---- PROVIDED TEXT
From Trish Jackson, the Chief Advancement Officer at Northfield Mount Hermon School

Another colleague, Trish Jackson, the Chief Advancement Officer at Northfield Mount Hermon School, talked about her alma mater, Scripps College. They do a terrific job with new trustee orientation by including it at the beginning of the board meeting in March, prior to them beginning their full term in July. The half-day session is open to all trustees and is frequently attended by many who want the review and chance to meet new trustees.

She also shared that she appreciates the Scripps Board “Report Card.” As a trustee, she always receives an annual report from the Chair of Governance Committee that notes her attendance and participation in meetings as well as philanthropic activity and any special service to the institution.

While at Smith, where she served as Vice President for Advancement, she and her colleagues instituted tailored Annual Advancement Assignment Plans for each trustee which were reviewed quarterly with them by senior member of the advancement staff. And, while the details were only shared with Governance Committee, she was frequently asked during meetings related to reappointments if trustees had performed effectively in their advancement work.

The on-boarding of new trustees at these institutions can only benefit the organization as trustees learn more and can contribute more effectively and earlier in their tenure. Additionally, the trustees learn early on that trusteeship is a very important responsibility and must be taken seriously.
--------
---- SUPPLIED ENTRIES
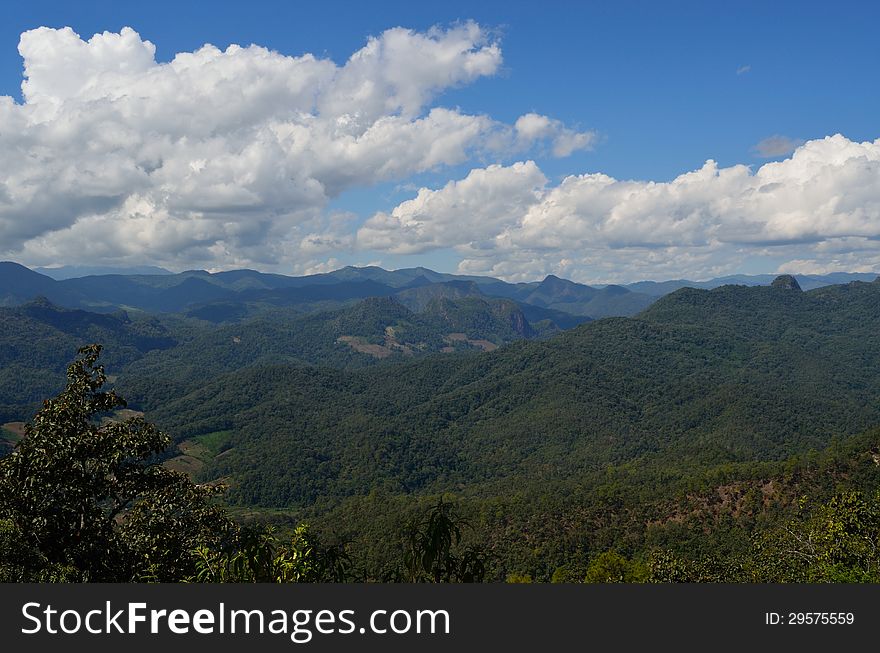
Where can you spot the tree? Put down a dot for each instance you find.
(835, 541)
(85, 499)
(260, 558)
(434, 552)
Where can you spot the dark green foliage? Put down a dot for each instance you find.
(259, 557)
(84, 500)
(434, 551)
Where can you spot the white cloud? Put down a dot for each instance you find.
(595, 227)
(776, 145)
(224, 157)
(532, 127)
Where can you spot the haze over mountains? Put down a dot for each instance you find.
(350, 396)
(161, 291)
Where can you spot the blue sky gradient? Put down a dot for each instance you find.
(665, 86)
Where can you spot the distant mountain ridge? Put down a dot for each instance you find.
(233, 294)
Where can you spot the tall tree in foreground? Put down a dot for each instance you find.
(85, 500)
--------
[OBJECTIVE A]
In the passage on trustee onboarding, when does Scripps College hold its orientation for new trustees?
[OBJECTIVE B]
Please copy from the passage on trustee onboarding the part that opens with the words containing "While at Smith, where" and closes with "their advancement work.".
The items were taken from a separate source.

[COMPLETE ANSWER A]
At the beginning of the board meeting in March, before new trustees start their full term in July.

[COMPLETE ANSWER B]
While at Smith, where she served as Vice President for Advancement, she and her colleagues instituted tailored Annual Advancement Assignment Plans for each trustee which were reviewed quarterly with them by senior member of the advancement staff. And, while the details were only shared with Governance Committee, she was frequently asked during meetings related to reappointments if trustees had performed effectively in their advancement work.